### Stated task
Could you pull out every line of the material below that contains the word "innermost"?

### Source records
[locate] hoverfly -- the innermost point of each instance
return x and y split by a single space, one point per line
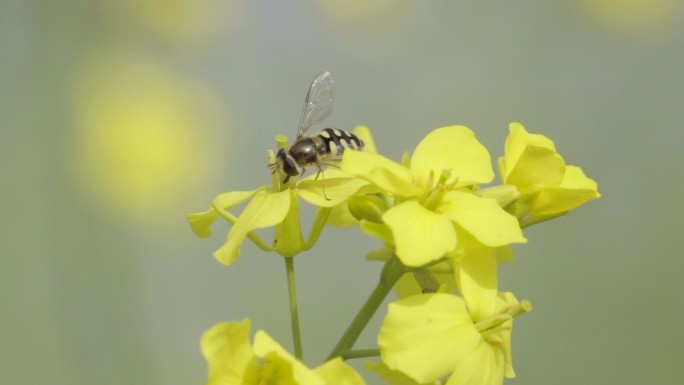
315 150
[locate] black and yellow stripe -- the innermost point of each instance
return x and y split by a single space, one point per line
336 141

==

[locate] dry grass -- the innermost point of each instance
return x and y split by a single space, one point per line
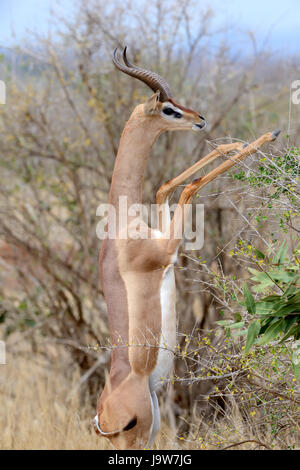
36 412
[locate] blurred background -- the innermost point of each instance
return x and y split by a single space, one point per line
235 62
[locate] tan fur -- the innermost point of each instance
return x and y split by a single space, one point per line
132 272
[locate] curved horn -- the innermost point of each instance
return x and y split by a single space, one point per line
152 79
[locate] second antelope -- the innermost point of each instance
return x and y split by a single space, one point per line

* * *

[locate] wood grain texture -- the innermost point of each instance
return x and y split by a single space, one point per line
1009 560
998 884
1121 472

### Solution to this task
[locate] hoverfly -- the innermost point of each instance
[locate] black and yellow stripe -- the innermost point of each instance
[locate] dry grass -- the innermost point of each instance
[locate] blurred background -- the innermost point of each instance
[locate] tan fur -- the innermost point of each instance
[locate] curved horn -- the innermost point of each instance
[locate] second antelope -- the innermost point of each instance
[locate] wood grain texture -- the innermost point of each instance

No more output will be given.